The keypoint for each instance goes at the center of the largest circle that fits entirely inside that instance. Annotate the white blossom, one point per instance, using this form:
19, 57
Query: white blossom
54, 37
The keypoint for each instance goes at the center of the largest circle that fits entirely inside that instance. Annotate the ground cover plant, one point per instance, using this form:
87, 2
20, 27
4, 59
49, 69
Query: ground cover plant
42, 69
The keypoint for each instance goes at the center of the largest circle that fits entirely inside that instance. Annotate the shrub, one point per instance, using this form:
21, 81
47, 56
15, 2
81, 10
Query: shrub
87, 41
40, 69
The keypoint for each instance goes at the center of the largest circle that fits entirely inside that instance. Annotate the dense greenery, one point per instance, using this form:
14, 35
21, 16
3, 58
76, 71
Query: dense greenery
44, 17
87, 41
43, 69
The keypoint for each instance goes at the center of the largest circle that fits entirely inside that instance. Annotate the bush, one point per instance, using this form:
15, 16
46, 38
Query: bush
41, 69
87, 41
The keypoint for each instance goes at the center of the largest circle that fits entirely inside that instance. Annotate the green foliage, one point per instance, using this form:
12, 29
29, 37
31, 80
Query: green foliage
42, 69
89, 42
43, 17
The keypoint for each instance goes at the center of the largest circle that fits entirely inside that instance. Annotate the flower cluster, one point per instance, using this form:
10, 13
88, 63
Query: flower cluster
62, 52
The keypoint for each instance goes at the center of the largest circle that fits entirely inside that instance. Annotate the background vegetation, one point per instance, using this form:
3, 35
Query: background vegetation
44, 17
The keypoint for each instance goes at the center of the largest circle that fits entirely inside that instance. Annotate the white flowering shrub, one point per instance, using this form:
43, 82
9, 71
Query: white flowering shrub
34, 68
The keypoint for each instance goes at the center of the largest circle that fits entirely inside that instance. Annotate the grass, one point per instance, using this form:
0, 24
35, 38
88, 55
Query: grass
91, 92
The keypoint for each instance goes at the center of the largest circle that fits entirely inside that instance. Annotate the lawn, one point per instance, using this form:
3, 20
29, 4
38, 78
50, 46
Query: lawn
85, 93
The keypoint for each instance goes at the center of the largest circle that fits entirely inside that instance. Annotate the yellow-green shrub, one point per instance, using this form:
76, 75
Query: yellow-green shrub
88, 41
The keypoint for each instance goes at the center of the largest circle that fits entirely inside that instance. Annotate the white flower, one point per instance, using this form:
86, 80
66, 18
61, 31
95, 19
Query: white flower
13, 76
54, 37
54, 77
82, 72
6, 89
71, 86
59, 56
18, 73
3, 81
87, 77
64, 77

___

What this task involves:
Every record above needs to be given again exactly.

Exercise response:
The keypoint for each instance goes at the center of the largest circle that fits entirely inside that instance. Annotate the white blossom, one point per instance, using this form:
19, 57
Query: white blossom
54, 37
The keypoint for each instance goes at the center of the largest circle that fits entirely inside that instance. Annotate the ground cover plant, one point per instance, using this form:
87, 2
20, 27
4, 59
49, 69
Query: ground cover plant
42, 69
The keypoint for each instance goes at the center of the largest circle that fits entirely inside that instance. Annotate the shrub, one point per instance, using this form:
21, 81
47, 56
15, 2
81, 10
Query: shrub
87, 41
40, 69
The keypoint for each instance goes at the center of the largest circle that fits entirely inside that instance. Annotate the dense greenery, one point per instance, using this form:
14, 35
21, 16
3, 58
76, 71
Query: dense greenery
44, 17
87, 41
43, 69
The keypoint for each instance goes at the center of the largest circle that fits entirely inside that instance. Annotate the bush, one point per instance, using this form:
15, 16
46, 38
Query: bush
41, 69
87, 41
The keypoint for each instance goes at the center of the largest circle that fits entirely inside that instance. Annotate the green foliage, one point per instance, using this form:
12, 29
29, 37
31, 80
Query: green foliage
42, 69
89, 42
43, 17
The keypoint for each instance goes at the center of the largest circle that fits entirely inside that instance. Annotate the flower cluster, one point per instance, using this form:
10, 13
88, 63
Query: flower cluster
62, 52
The keypoint for each instance goes at the center of the largest circle that fits entirely inside that instance. Annotate the background vegetation, one point per instance, using this form:
3, 35
Query: background vegetation
44, 17
The keypoint for each instance goes at the center of the largest circle that fits entirely inside that instance. Annotate the white flowering shrub, one point per instance, using this form:
43, 82
9, 71
Query: white flowering shrub
34, 68
The keypoint for each instance goes at the center of the largest circle that fits entirely inside that instance. Annotate the grass, one point per instance, using this form:
0, 24
35, 38
88, 55
Query: grass
91, 92
The keypoint for each instance goes at the center of the largest circle that fits entirely inside that instance. Annotate the lawn, one point per instance, using this form:
3, 20
29, 4
38, 78
50, 46
Query: lawn
85, 93
The keypoint for each instance goes at the center of the largest circle that fits entirely inside that instance. Annotate the yellow-green shrub, one point per instance, using this form:
76, 75
Query: yellow-green shrub
88, 41
The keypoint for each instance goes at the center of the largest circle that fits entirely inside that instance. Annotate the white flower, one point per instance, using this form:
86, 80
66, 18
61, 31
95, 19
Query: white flower
13, 76
54, 37
54, 77
82, 72
6, 89
71, 86
59, 56
18, 73
3, 81
87, 77
64, 77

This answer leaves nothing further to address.